__WORK REQUIRED__: Images do not belong in the copy. Retype all the entries below exactly.

----------------------------------------

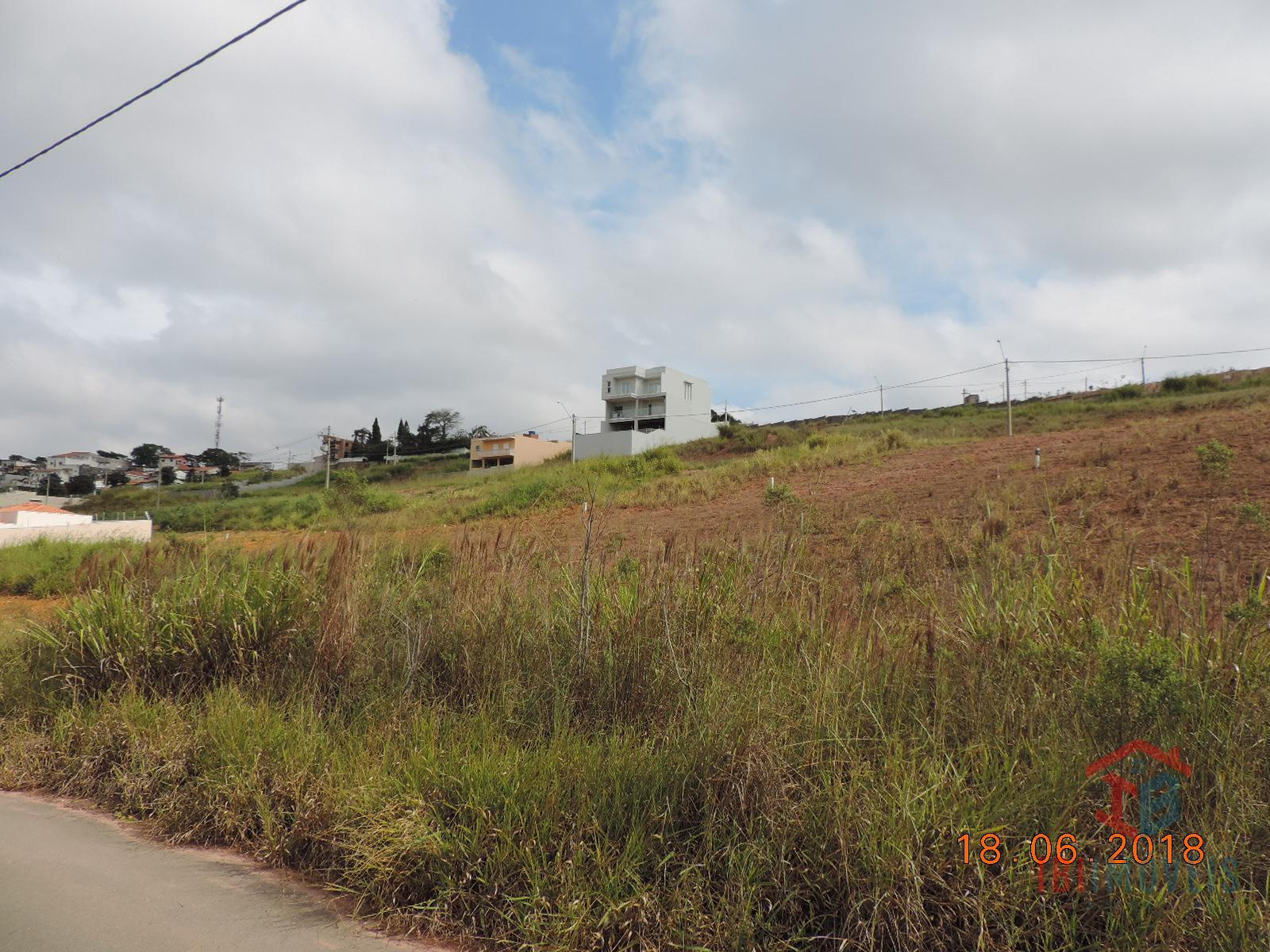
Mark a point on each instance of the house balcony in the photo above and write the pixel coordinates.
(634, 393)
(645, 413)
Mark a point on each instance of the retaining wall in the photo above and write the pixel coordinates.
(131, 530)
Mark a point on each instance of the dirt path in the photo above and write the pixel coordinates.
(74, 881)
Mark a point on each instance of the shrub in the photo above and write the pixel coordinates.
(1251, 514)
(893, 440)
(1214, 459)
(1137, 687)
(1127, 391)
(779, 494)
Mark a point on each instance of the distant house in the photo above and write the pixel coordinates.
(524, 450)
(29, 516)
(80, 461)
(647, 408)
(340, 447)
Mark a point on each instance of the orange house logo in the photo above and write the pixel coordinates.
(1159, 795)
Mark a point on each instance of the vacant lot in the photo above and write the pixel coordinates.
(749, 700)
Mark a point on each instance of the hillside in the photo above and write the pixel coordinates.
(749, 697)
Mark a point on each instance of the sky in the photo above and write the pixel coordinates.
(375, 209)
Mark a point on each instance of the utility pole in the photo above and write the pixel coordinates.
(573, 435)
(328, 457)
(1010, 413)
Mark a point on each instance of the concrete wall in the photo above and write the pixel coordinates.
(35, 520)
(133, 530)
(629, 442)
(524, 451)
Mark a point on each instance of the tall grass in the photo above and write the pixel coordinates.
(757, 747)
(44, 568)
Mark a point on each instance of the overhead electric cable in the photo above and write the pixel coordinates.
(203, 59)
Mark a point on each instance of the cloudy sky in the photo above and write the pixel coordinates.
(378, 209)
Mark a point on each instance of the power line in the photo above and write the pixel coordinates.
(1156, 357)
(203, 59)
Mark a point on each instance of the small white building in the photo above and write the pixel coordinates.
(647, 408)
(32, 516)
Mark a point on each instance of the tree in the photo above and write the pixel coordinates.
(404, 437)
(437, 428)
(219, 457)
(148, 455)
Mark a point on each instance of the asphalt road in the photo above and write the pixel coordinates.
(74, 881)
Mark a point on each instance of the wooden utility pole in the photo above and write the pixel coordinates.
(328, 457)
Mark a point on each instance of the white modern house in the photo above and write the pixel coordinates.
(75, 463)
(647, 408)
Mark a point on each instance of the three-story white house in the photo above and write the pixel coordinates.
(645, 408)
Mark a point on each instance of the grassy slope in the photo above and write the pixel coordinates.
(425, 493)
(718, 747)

----------------------------------------

__SOLUTION FOR THIS EXERCISE__:
Mark a point on each instance of the house balcony in the photo above and write the pixel coordinates.
(634, 393)
(645, 413)
Mark a point on each instance of the retaining wall in the photo above and write the pixel coordinates.
(131, 530)
Mark a point on each instance of the dirt path in the photo above and write the pixel coordinates.
(74, 881)
Mark a point on each instance of the shrub in the photo above and write the pixel coordinates.
(1251, 514)
(893, 440)
(1214, 459)
(1137, 687)
(1127, 391)
(779, 494)
Mark a point on each instance of the distant house in the photo above and write the pixel coordinates.
(524, 450)
(29, 516)
(80, 461)
(647, 408)
(340, 447)
Mark a point on each instance of the orange house logo in the photo above and write the pixel coordinates.
(1159, 795)
Mark a point on each instance of the vacant lot in the photo above and write the pixel coordinates.
(749, 700)
Mark a point on each instance of the hillside in the photo above and write the pixel coordinates.
(749, 697)
Mark a point on each instance of the sky in the photo above and write the pixel coordinates.
(375, 209)
Mark a point on each instance of the utility pole in the photo above and write the pixel coordinates.
(573, 435)
(328, 457)
(1010, 413)
Mark a point on each instance of the concrete wall in the photo above and write the pixel coordinates.
(35, 520)
(133, 530)
(629, 442)
(524, 451)
Mark a point on each instance of the tall grass in the photo above and write the pixel coordinates.
(757, 747)
(44, 568)
Mark a point on each instance of the overhead electric cable in the photo above and write the pixel coordinates.
(203, 59)
Mark a point on each instance of the cloudy sky in the photo above and write the pixel coordinates.
(378, 209)
Mark a point on each instance of the power line in the photo above and write the pixel coordinates.
(1156, 357)
(203, 59)
Mark a point on each instance of the small white building in the photo above and write the pixel coordinates.
(647, 408)
(32, 516)
Mark a point on each instance of the tree in the photo above and write the pixel coordinates.
(404, 437)
(437, 428)
(219, 457)
(148, 455)
Mark a point on each instance of the asphalt road in the photo above and write the pixel coordinates.
(74, 881)
Mark a point on each instance of the wooden utility pole in the photo above and write the pixel coordinates.
(328, 457)
Mark a point on each instance of the white modern house in the photo above and write the pixel coordinates.
(75, 463)
(647, 408)
Mark a point on each instance of the three-story white house in the photo above and write the pixel coordinates.
(645, 408)
Mark a point on each instance of the grassy slope in the photo above and write the pixel coordinates.
(425, 493)
(718, 747)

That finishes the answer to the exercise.